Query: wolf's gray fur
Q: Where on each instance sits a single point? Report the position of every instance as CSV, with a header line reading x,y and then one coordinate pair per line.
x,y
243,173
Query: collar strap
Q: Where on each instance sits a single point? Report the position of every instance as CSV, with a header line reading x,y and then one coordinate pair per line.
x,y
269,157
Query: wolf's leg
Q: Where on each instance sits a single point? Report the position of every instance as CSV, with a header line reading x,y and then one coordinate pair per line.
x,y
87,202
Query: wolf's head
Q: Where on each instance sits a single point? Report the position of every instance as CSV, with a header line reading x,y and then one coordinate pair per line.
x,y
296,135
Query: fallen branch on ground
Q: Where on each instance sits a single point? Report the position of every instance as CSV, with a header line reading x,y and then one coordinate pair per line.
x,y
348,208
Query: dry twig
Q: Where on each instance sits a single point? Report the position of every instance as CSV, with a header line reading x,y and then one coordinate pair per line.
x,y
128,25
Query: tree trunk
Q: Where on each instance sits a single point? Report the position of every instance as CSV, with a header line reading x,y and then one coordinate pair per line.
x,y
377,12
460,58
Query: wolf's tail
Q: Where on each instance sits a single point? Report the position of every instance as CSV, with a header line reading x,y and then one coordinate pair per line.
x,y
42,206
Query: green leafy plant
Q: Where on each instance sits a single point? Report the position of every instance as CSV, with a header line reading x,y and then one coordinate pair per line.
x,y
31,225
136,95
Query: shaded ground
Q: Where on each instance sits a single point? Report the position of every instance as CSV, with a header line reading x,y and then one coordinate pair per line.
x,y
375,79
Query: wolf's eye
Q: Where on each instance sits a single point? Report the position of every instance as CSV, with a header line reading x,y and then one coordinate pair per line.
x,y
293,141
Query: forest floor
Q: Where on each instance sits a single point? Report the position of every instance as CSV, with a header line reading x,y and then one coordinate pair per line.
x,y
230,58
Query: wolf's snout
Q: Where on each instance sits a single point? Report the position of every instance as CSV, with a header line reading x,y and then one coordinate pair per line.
——
**EXERCISE INSTRUCTIONS**
From the listing, reproduce every line where the word "wolf" is present.

**RESULT BELOW**
Query: wolf's gray fur
Query: wolf's leg
Query: wolf's head
Query: wolf's tail
Query: wolf's eye
Query: wolf's snout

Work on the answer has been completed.